(Reading text):
..............................

Mr Momber takes the view that there should be no allowance for economic loss as he has spoken to her previous employer and they say she was able to work most satisfactorily prior to her termination on redundancy payment and that they would have her back and they had no complaints at all about her work. The plaintiff said that she had great difficulties working and had to work sometimes until 10 at night, six days a week in order to complete the tasks assigned to her.
This is a case where an unsympathetic Judge would award the plaintiff less than $150,000 but a sympathetic Judge would be likely to award more than $150,000. I consider that the appropriate course of action is to try and settle the matter if possible on reasonable terms with Mr Mason."
In cross‑examination, Mr Marshall said that the $220,000 was put to Mr Momber but it was put for the purposes of negotiation but he denied having said to the plaintiff that at trial, she would get $225,000 nor did she ever say to him or to Deputy Registrar Hewitt in his presence that she was not going to settle out of court.
After the first pre‑trial conference, the plaintiff attended upon Mr P Kakulas for a further interview which is recorded in Exhibit RR. At that meeting, the plaintiff signed an authority (Exhibit N) to reject the offer that had been made at this first pre‑trial conference. Mr P Kakulas was expecting a formal offer under O 24A of the Rules of the Supreme Court. He advised the plaintiff that once that formal offer was made, if the matter went to trial and she did not get more than that formal offer, then she would have to pay the costs of the defendant from 28 days after the date of the formal offer.
At the interview on 19 February 1997, it was decided that they would wait until 7 April 1997 which was the day of the listing conference and it was hoped that further negotiations would take place on that day. On the instruction sheet, Exhibit RR, Mr P Kakulas has written a note to himself:
"Reject offer and wait to negotiate on 7/4/97. We will arrange witnesses to ensure trial date is okay."

..............................

(What you will do):
Can you carry on the court passage about the plaintiff's settlement negotiations, starting after its last sentence? The lines after this have nothing to do with the court passage.

(Information provided):
..............................

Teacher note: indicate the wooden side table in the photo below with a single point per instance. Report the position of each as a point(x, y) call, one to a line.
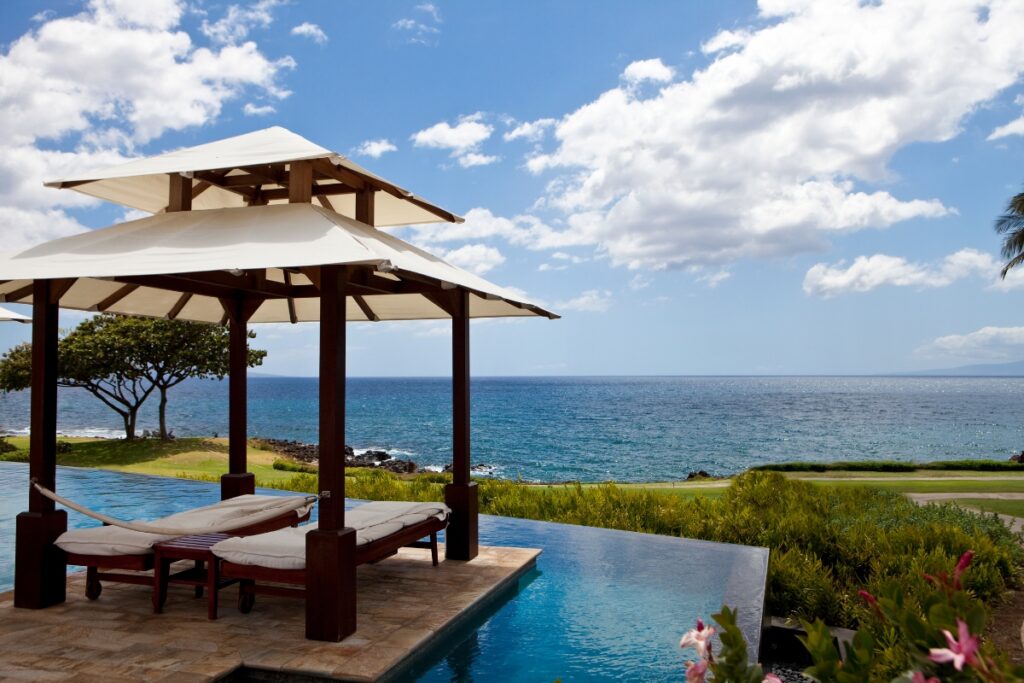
point(204, 574)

..............................

(Result):
It was agreed that the plaintiff would attend the listing conference. Listing conferences had then only recently been introduced and Mr P Kakulas thought there was a possibility that it might settle at that time since it was probable that Mr Mason who would be counsel at the trial would attend at the listing conference. The court has requested that the person who is to be counsel should attend at the listing conference.
It was also on that day that Mr P Kakulas undertook an independent assessment of the plaintiff's damages which he added to Exhibit EE.
The s 24A offer was received by the defendants on 21 February 1997 and he then made an appointment to see the plaintiff on 10 March 1997. Mr P Kakulas made the point that he always treats the s 24A offer differently from the offer made verbally at the pre‑trial conference because of the consequences that flow from not obtaining more than the s 24A offer at trial.
On 10 March 1997, the offer was once again discussed and the plaintiff had also seen the letter from Mr Ian Marshall about the first pre‑trial conference. Exhibit "O" is the plaintiff's authority to reject the s 24A offer signed on the day of that consultation. The plaintiff denies having seen Mr Marshall's letter and alleges he wrote it after the second pre‑trial conference in an endeavour to assist the defence. She is mistaken.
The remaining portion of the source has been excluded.